Parts of the exercise>
1. In the excerpt on overpopulation, how many people does the writer say India has?
2. In the excerpt on overpopulation, what fuels does the writer's tweet say are needed? List all of them.
3. Retype the part of the overpopulation excerpt that begins at the words "The response tweet" and stops after "we see fit?".
Start Excerpt
When I questioned in a tweet the evident lack of empathy for poor people in developing parts of the world, a person responded that India has too many people.

"I want COP26 attendees to ask themselves a simple question," my tweet stated.  "What are they going to do about those in the third world who still do not have access to affordable & reliable energy — both for cooking and for electricity? We need gas, oil, and coal. Do not enforce energy apartheid on us."

The response tweet said, "India is seriously overpopulated, they need to breed less."

Breed less?  How can an Indian like myself not be insulted by such an anti-human suggestion?  Are the 1.3 billion people of India lab rats with no right to procreate as we see fit?

Moreover, the idea that population increase is a problem is outdated.  During the 1960s and 1970s, there was media-supported fear-mongering that overpopulation would bring down the world due to scarcity of resources.  This notion died with late 20th-century advancements in the agricultural and industrial sectors that made food more plentiful than ever.  Virtually every metric of human well-being has increased in the last fifty years.  The proposition that we are overpopulated is wrong.
End Excerpt
Start Data segment
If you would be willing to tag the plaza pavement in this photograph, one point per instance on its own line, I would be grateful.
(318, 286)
End Data segment
Response list>
1. 1.3 billion

2. Gas, oil, and coal

3.
The response tweet said, "India is seriously overpopulated, they need to breed less."

Breed less?  How can an Indian like myself not be insulted by such an anti-human suggestion?  Are the 1.3 billion people of India lab rats with no right to procreate as we see fit?